Count the lines below that contain the string "nothing", treating uppercase and lowercase as different, and give only the number.

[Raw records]

☆ ☆ ☆

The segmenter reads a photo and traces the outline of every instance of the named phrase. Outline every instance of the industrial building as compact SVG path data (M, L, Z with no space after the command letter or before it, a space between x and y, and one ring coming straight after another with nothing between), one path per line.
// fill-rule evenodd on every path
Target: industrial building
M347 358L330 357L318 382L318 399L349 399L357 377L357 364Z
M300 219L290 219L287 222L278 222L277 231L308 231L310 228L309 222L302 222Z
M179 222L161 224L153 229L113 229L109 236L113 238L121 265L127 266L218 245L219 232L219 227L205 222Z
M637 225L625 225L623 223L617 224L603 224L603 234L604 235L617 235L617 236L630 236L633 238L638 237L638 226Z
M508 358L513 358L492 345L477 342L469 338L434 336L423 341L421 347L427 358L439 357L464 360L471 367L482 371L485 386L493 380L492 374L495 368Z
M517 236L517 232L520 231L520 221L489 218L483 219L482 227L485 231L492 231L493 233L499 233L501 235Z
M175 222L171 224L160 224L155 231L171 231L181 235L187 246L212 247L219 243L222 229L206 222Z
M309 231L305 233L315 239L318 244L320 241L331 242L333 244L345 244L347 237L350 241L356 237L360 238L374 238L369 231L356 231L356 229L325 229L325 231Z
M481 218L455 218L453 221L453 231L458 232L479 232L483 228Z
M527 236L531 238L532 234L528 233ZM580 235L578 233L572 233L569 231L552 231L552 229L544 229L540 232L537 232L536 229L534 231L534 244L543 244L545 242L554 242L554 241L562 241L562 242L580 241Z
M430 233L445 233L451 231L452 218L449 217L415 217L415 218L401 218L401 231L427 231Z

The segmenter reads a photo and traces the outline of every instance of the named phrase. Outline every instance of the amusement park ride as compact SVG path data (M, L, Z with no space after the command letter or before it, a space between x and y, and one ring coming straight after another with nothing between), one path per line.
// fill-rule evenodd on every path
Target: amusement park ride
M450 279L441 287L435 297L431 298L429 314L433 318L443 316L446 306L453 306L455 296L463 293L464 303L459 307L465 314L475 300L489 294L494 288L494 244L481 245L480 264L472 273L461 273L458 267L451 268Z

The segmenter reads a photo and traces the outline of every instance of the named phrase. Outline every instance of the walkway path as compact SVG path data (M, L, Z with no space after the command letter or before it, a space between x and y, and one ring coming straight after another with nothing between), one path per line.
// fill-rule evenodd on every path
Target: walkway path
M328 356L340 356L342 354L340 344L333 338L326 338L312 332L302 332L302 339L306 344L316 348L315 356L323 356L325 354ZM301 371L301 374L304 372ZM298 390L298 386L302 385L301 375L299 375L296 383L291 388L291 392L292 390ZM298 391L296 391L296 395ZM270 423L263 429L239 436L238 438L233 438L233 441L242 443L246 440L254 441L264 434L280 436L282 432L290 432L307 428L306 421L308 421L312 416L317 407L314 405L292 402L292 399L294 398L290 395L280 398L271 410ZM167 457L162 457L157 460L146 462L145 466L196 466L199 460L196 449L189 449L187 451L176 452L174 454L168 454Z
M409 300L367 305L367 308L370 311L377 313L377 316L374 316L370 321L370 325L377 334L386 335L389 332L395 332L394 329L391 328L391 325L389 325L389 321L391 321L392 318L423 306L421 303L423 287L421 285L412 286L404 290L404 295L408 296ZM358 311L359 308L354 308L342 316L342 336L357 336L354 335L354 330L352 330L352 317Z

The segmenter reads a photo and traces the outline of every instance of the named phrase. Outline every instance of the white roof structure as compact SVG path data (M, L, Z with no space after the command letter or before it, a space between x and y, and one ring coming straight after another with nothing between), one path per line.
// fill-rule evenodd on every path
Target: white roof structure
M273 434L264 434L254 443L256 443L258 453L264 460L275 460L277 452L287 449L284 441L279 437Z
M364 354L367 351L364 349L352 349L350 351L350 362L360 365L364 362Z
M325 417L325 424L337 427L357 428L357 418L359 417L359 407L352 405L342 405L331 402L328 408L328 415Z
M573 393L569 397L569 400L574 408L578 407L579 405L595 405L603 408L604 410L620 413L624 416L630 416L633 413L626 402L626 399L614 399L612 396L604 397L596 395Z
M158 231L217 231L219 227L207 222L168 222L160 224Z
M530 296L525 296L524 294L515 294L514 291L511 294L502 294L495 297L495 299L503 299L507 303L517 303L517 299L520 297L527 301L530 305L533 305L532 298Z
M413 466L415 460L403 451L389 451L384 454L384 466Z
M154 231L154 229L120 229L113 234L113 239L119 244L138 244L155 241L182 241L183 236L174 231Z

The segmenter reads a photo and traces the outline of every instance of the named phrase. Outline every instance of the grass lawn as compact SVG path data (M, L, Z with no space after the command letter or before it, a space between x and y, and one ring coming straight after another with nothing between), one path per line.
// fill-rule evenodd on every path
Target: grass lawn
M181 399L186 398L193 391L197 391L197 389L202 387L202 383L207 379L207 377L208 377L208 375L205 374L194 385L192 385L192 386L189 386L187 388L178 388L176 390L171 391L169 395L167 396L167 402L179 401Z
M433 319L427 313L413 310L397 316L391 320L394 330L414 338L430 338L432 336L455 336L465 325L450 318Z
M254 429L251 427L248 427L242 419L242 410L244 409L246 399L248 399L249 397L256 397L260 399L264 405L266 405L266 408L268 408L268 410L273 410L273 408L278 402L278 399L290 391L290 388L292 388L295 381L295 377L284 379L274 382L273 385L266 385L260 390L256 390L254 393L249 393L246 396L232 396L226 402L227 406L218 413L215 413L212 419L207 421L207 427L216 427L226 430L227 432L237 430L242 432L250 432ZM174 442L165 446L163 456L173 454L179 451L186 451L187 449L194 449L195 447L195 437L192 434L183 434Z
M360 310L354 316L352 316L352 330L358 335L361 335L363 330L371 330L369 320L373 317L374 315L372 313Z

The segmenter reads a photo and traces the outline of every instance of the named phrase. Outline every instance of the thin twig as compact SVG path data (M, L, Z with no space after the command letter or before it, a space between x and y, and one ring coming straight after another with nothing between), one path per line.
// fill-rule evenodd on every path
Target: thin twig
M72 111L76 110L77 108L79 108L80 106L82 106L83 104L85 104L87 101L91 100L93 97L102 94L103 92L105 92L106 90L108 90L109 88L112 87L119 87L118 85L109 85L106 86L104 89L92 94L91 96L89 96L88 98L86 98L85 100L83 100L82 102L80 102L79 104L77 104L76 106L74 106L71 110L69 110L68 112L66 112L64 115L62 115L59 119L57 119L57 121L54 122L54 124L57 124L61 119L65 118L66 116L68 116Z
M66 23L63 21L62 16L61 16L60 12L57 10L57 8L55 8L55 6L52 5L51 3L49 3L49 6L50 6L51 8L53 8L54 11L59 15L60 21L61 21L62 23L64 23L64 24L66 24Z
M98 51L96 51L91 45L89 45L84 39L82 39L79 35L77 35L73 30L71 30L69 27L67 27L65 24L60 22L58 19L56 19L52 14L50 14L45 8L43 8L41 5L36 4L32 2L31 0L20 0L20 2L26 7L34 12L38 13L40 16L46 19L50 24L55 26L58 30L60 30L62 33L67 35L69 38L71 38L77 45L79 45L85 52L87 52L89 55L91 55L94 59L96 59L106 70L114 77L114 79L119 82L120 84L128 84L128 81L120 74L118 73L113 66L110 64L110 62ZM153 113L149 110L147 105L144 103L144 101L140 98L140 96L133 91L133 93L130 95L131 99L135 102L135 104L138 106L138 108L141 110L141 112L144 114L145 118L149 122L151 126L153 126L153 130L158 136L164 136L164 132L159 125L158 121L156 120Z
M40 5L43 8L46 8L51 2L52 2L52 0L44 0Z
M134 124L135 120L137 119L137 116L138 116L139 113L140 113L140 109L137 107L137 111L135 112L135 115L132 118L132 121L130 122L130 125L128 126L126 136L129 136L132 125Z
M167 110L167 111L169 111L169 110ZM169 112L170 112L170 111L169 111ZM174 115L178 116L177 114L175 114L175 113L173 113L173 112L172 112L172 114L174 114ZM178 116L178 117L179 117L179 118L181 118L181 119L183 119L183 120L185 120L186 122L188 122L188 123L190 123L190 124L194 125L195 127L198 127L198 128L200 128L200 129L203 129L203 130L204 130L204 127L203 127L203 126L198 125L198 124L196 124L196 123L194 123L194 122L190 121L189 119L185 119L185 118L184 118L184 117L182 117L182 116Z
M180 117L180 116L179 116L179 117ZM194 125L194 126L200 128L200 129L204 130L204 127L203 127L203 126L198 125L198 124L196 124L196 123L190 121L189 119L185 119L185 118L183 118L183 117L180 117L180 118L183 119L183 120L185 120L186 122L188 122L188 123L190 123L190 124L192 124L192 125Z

☆ ☆ ☆

◆ Solution below:
6